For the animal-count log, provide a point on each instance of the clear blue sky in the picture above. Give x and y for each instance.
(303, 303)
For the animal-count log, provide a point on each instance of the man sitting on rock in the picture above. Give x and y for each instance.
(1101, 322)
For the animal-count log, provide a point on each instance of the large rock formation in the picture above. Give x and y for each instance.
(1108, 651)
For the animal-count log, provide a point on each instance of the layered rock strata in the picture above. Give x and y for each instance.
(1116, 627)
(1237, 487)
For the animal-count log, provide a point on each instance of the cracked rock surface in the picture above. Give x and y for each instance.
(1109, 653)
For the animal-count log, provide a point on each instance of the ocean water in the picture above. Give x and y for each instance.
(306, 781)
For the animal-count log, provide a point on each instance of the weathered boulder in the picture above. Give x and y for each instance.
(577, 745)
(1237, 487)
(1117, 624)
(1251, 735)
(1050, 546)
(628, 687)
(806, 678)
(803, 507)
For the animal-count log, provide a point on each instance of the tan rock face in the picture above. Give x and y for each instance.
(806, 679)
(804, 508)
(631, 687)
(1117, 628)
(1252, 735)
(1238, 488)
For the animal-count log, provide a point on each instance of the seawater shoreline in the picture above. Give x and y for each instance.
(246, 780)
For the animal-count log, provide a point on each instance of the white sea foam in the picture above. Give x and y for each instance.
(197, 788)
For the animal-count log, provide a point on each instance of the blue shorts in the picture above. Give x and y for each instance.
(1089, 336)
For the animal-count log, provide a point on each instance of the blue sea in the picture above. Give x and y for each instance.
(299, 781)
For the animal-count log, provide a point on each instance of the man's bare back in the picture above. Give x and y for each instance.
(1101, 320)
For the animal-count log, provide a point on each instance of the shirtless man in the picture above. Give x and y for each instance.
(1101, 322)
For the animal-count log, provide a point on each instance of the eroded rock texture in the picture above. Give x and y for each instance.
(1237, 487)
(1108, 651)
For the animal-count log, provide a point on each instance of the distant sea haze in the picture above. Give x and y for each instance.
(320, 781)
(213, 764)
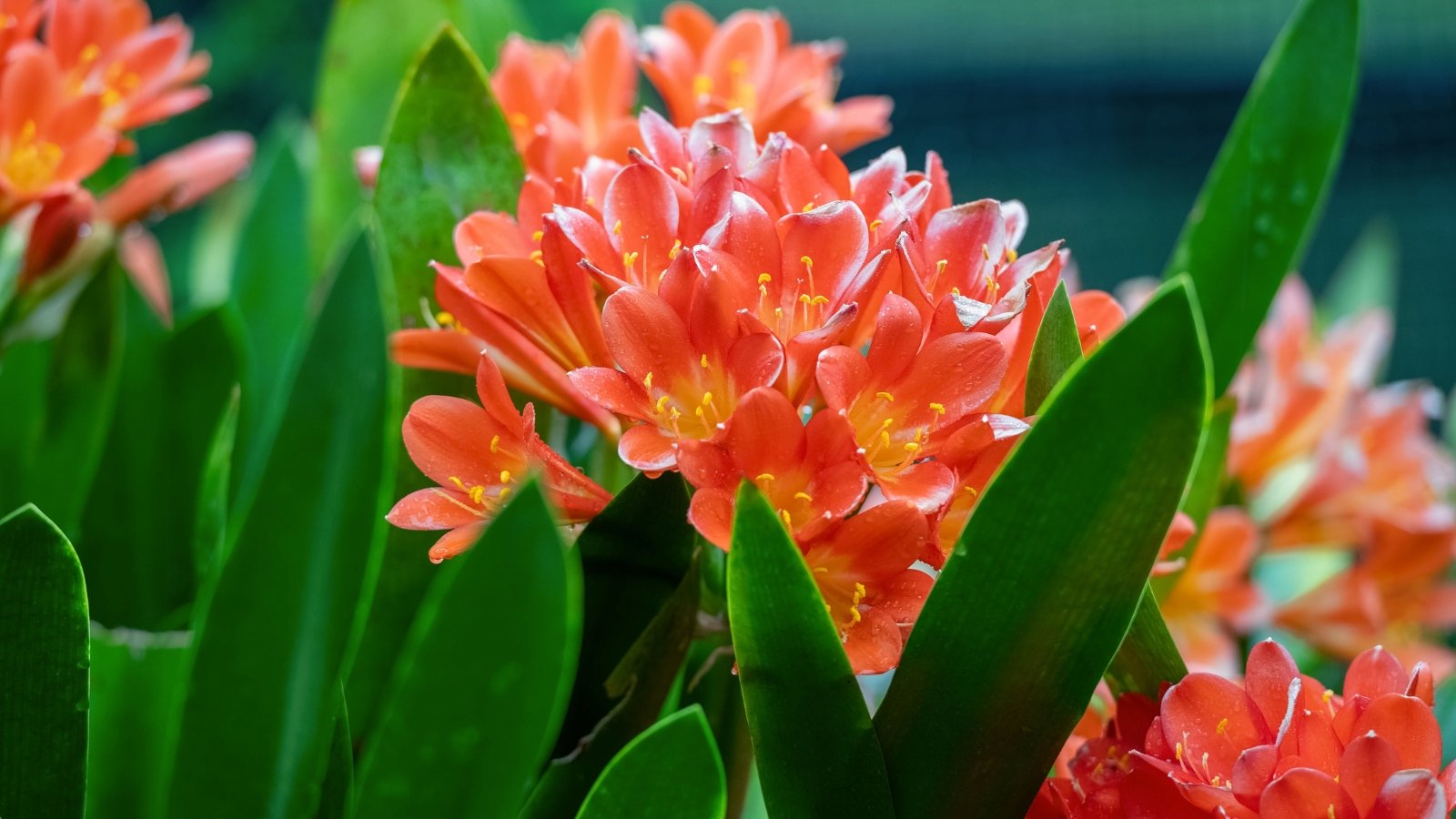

*EXERCISE GOAL*. The response should contain every record above exactly as written, and none of the pictures.

*EXPECTED OUTPUT*.
For the animal-count log, provide a point on each instance of the clear blue sky in the picture above. Give x and y for each instance.
(303, 303)
For the animal-count log, provide a point on each instance of the man sitting on rock in the picture above. Give x and y for each instance.
(1101, 322)
For the animal-count log, provide a point on each instance of the large rock formation in the picture above. Give x and y for each instance.
(1108, 651)
For the animal-count log, provide a point on each instance of the layered rock strata in the picture above. Give x and y for each instance.
(1116, 627)
(1237, 487)
For the animal-count log, provide a point on each instance of the cracked rock surface in the picture above. Give x and y for each instance.
(1109, 653)
For the animal-count log, provide a point on each instance of the ocean water in the picture above. Give x and y for each instance.
(306, 781)
For the animal-count log, provide a point on each instance of the weathered boulder in the picture above. Give x and y for each instance.
(577, 745)
(1237, 487)
(1117, 624)
(1251, 735)
(1050, 546)
(628, 687)
(806, 678)
(803, 507)
For the animal-count log, provide a point on each instance of the tan rock face in the picture above. Give x and y for each instance.
(806, 679)
(804, 508)
(631, 687)
(1117, 628)
(1252, 735)
(1238, 488)
For the animal-count log, provide a point on each instance of the seawater shoreline in the picture above. Give x and y for each instance.
(246, 780)
For the animal-count log, provide a point on each instance of the white sea foam in the picture above. Give x and y for each instance.
(197, 788)
For the animal-count log, provide a point on each instance of the blue shorts in the picture above. Give x and y for each instance.
(1089, 336)
For the animal-count log, provide a point on each instance of the blue sea in the picture above. Give x and y for each instance.
(299, 781)
For the animal-count log, provide a point on each instance of the man's bare back in the picture above. Give x and y for each instance.
(1101, 320)
For the animal-count log, provide a point on each instance of the shirtless man in the picture above. Give x and y for each instance.
(1101, 322)
For the animal-count log, provide a point on each instance of the eroded rock texture in the picture above. Give x and y for each instance.
(1237, 487)
(1108, 651)
For the animal-count log, provide a point on each instance of the distant sea haze in the picture above. Give x and y for each instance.
(320, 781)
(213, 764)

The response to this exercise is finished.